[[ DATASET CONTENT, beginning ]]

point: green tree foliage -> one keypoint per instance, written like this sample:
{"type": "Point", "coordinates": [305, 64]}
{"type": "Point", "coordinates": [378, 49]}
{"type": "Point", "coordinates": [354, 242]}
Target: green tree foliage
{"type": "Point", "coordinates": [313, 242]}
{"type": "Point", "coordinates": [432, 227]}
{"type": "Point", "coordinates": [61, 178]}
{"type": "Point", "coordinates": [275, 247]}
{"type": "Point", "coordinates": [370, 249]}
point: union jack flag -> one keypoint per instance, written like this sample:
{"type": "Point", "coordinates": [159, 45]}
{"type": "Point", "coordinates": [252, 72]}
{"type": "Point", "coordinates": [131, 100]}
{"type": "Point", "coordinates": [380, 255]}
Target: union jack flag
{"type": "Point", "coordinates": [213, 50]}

[[ DATASET CONTENT, end ]]

**WHAT YOU ARE ASKED TO DO**
Give back the complete data, each line unchanged.

**SOLUTION TO THE PROBLEM**
point: green tree foliage -> one keypoint per instance, written like this sample:
{"type": "Point", "coordinates": [305, 64]}
{"type": "Point", "coordinates": [378, 49]}
{"type": "Point", "coordinates": [354, 242]}
Target: green tree foliage
{"type": "Point", "coordinates": [313, 242]}
{"type": "Point", "coordinates": [432, 227]}
{"type": "Point", "coordinates": [61, 178]}
{"type": "Point", "coordinates": [275, 247]}
{"type": "Point", "coordinates": [370, 249]}
point: union jack flag -> one keypoint per instance, written like this sample:
{"type": "Point", "coordinates": [159, 45]}
{"type": "Point", "coordinates": [252, 72]}
{"type": "Point", "coordinates": [131, 100]}
{"type": "Point", "coordinates": [380, 255]}
Target: union jack flag
{"type": "Point", "coordinates": [213, 50]}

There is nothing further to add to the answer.